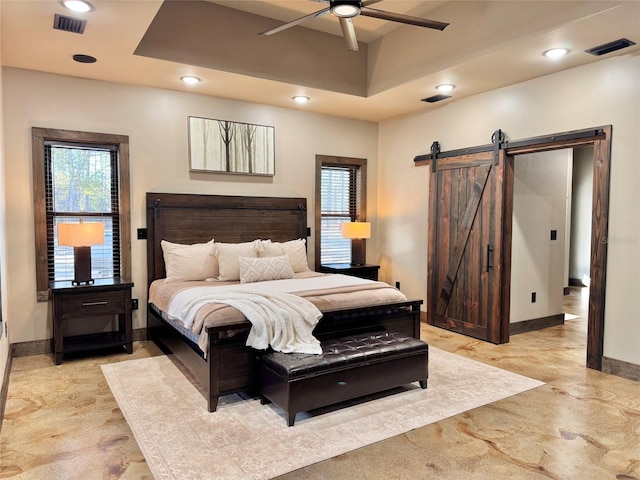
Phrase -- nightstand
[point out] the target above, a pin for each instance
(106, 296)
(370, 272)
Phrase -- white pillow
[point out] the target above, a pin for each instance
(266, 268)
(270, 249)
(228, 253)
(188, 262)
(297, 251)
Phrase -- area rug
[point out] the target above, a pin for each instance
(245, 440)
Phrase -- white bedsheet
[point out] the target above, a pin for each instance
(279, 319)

--

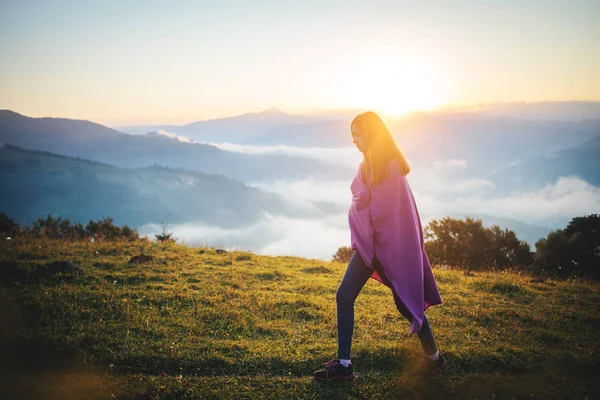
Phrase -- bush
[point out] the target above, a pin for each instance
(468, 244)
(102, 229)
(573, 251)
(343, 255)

--

What is being asked ->
Your answer should consist of the lines above that hold the word "Phrase", copied exactly.

Answer below ->
Phrase -- nightstand
Phrase -- white pillow
Phrase -- area rug
Phrase -- white bedsheet
Phrase -- bush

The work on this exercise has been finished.